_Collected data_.
******

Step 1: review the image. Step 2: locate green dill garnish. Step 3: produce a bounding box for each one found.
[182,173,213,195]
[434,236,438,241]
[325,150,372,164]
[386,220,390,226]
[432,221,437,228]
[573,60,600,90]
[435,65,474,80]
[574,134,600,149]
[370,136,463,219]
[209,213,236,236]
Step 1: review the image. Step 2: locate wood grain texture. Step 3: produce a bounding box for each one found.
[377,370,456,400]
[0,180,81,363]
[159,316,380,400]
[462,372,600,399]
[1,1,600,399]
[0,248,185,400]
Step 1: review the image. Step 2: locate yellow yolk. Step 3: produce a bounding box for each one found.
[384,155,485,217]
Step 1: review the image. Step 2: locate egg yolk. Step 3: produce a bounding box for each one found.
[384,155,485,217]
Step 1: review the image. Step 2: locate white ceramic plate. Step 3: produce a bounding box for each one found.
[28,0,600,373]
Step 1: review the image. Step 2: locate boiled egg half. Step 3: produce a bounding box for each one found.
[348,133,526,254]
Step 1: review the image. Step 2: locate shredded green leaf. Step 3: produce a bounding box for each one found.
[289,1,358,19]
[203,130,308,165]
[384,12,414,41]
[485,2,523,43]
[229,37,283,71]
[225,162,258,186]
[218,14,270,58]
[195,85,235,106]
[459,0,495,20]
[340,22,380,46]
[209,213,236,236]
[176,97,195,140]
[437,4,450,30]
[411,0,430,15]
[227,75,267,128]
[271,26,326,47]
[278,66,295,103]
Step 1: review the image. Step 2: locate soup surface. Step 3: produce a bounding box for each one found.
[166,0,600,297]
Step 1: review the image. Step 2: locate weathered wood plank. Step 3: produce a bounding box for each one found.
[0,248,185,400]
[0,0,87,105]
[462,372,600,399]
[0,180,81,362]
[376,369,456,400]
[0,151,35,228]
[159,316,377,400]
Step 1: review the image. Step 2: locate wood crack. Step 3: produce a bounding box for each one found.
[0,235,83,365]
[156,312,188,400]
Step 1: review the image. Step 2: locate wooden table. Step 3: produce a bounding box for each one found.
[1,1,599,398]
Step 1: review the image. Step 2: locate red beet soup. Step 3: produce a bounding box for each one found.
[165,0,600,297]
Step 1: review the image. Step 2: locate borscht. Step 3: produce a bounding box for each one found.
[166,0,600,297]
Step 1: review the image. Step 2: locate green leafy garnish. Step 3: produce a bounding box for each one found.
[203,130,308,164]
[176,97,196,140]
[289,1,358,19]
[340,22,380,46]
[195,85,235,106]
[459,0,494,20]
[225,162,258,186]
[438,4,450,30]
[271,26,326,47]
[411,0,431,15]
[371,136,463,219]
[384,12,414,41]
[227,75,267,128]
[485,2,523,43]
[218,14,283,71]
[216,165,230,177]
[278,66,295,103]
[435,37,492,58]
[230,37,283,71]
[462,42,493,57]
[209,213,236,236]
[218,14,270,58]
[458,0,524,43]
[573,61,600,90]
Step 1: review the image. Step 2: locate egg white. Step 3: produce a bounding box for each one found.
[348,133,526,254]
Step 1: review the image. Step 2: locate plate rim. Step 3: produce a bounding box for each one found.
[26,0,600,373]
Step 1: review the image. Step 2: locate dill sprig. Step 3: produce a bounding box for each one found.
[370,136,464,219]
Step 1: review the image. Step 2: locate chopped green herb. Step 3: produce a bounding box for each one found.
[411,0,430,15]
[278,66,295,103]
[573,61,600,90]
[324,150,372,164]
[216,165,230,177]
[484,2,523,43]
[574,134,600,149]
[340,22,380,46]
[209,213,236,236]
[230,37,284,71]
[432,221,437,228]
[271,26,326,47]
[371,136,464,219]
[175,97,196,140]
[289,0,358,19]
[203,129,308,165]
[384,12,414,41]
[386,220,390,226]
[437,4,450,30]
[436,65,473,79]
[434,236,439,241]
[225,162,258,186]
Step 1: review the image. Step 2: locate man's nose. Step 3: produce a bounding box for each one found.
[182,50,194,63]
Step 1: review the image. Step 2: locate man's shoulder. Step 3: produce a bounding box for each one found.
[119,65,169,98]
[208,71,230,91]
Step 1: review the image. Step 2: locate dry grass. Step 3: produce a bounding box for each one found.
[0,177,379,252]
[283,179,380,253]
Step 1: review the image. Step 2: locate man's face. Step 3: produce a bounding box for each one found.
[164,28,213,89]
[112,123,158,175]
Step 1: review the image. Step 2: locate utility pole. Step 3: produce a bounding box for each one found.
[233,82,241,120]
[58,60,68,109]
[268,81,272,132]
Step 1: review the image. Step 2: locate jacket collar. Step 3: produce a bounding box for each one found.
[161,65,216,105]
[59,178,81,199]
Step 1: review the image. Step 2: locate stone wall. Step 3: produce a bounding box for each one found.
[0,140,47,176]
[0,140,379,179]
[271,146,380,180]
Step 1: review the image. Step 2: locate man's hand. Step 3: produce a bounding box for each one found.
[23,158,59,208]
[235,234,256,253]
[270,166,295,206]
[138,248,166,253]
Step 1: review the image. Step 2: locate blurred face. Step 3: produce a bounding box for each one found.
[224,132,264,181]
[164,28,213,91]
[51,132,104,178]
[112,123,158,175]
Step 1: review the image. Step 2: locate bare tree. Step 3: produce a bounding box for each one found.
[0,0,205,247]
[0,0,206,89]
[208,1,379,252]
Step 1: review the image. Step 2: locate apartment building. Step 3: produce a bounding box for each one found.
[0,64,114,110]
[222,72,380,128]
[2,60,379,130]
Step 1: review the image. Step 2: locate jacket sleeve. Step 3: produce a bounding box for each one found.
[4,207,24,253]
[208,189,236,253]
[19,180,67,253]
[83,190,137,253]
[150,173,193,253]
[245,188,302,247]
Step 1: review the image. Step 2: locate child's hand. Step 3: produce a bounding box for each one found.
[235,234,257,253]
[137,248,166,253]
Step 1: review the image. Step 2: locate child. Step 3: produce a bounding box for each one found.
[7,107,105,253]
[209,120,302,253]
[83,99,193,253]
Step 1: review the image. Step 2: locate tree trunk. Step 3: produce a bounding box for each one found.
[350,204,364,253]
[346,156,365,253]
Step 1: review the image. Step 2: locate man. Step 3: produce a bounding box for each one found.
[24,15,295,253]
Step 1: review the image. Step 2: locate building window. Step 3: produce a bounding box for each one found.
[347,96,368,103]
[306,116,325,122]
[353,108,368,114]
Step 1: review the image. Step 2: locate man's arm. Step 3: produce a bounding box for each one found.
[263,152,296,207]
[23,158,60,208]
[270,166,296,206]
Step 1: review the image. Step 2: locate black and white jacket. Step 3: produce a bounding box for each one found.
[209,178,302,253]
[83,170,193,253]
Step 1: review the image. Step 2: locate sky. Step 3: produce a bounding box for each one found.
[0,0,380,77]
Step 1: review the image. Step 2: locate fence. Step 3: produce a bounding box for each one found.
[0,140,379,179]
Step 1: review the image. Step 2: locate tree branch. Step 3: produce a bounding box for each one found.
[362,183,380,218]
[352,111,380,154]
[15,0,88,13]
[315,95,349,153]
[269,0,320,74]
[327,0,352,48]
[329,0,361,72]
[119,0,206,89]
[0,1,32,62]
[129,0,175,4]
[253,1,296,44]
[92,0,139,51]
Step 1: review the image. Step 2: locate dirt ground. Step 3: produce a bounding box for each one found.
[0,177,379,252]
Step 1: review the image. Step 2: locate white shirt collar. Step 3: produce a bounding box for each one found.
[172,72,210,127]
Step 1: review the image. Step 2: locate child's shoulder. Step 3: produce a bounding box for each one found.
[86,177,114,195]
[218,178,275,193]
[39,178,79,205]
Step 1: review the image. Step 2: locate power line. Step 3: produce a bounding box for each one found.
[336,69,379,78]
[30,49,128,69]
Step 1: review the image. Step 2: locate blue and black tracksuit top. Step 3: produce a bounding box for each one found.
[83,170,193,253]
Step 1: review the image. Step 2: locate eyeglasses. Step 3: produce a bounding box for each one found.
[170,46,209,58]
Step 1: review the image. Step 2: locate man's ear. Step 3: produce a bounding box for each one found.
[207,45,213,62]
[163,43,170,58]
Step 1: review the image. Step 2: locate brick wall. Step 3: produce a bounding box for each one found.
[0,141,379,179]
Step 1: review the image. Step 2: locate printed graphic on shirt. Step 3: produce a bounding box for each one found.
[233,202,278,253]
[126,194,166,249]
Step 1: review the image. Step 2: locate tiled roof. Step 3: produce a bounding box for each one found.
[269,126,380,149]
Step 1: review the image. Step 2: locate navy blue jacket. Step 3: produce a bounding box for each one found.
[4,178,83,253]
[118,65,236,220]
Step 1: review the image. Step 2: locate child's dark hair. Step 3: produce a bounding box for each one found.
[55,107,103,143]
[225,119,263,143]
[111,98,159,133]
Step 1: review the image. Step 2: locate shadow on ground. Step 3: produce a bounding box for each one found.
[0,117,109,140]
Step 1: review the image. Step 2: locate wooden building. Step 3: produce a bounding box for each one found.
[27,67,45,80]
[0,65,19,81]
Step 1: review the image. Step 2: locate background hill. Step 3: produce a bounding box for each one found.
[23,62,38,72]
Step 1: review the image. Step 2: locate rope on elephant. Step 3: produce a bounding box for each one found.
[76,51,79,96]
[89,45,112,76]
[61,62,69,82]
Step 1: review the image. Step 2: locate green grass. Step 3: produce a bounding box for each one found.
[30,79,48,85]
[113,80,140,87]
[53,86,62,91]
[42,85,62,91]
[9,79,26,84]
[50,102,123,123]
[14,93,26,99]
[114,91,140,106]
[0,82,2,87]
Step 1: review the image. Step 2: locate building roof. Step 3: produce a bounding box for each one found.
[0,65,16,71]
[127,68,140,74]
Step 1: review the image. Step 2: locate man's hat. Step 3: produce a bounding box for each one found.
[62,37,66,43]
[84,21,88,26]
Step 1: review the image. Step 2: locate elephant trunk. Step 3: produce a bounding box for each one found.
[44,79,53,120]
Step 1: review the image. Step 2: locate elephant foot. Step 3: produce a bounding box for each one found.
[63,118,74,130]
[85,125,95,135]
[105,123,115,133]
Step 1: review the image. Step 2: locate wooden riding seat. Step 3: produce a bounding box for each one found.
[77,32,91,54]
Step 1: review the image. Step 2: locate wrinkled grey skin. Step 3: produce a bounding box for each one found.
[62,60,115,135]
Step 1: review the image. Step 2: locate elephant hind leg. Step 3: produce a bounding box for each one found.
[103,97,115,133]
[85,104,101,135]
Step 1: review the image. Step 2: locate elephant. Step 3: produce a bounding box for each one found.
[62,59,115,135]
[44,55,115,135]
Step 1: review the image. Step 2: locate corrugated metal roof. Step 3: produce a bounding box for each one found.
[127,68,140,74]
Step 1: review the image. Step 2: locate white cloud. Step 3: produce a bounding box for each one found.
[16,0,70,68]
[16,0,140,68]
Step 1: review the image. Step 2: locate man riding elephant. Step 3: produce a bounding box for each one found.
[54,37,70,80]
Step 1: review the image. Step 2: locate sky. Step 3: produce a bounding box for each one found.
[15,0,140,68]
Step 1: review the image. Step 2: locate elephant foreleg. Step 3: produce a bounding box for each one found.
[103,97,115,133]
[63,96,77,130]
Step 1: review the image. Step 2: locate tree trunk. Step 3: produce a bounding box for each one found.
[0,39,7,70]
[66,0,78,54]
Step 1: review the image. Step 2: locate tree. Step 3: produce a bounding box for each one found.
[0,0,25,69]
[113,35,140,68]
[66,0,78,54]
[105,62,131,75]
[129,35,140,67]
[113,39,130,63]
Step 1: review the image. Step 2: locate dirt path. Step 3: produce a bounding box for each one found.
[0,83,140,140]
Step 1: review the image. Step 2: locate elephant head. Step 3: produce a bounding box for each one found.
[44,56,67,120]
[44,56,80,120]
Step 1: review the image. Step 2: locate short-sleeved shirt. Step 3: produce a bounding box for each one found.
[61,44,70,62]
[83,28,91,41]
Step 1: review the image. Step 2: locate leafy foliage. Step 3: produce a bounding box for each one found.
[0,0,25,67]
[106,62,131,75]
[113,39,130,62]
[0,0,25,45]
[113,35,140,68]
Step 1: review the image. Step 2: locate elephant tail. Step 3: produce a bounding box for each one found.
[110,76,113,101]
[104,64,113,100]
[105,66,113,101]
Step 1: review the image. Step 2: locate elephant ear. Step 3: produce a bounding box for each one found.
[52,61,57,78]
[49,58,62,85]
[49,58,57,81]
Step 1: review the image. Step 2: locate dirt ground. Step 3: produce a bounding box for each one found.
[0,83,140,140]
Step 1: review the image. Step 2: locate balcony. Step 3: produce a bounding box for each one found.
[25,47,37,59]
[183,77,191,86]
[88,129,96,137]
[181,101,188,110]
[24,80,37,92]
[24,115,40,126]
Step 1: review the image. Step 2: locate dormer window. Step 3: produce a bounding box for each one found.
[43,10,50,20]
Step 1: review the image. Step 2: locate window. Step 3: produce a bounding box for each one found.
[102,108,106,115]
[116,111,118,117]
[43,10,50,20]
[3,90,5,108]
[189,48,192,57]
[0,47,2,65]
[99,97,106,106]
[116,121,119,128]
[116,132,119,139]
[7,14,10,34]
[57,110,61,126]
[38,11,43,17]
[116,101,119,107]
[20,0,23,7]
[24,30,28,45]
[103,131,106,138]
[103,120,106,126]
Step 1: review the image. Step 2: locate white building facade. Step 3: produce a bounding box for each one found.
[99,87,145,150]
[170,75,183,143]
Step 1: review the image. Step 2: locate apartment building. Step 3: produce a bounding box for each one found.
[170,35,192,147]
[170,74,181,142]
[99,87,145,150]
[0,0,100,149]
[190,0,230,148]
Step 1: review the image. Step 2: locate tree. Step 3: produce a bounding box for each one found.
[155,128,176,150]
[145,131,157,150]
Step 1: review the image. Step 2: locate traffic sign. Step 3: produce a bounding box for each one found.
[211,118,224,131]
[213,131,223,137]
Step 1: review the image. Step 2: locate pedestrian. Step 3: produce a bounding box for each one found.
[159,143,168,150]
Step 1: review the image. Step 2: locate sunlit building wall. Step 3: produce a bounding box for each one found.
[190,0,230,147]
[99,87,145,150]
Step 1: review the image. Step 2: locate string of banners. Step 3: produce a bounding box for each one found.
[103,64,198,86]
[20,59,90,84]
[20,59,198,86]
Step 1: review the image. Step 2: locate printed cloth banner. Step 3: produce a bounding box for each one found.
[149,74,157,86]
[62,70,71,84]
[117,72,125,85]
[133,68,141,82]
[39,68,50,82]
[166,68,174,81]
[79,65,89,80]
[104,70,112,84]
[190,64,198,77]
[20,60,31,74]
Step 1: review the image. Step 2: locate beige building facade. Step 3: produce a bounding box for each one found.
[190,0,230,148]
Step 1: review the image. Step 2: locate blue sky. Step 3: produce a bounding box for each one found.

******

_How to complete this task_.
Please transcribe exactly the line containing "Step 1: review the image. Step 2: locate beige" and every line after it to the end of the data, and no other lines.

_Result of the task_.
Step 1: review the image. Step 2: locate beige building facade. Step 3: produce a bounding box for each one found.
[190,0,230,148]
Step 1: review the image. Step 2: locate blue sky. Step 3: produce a bounding box for each one found.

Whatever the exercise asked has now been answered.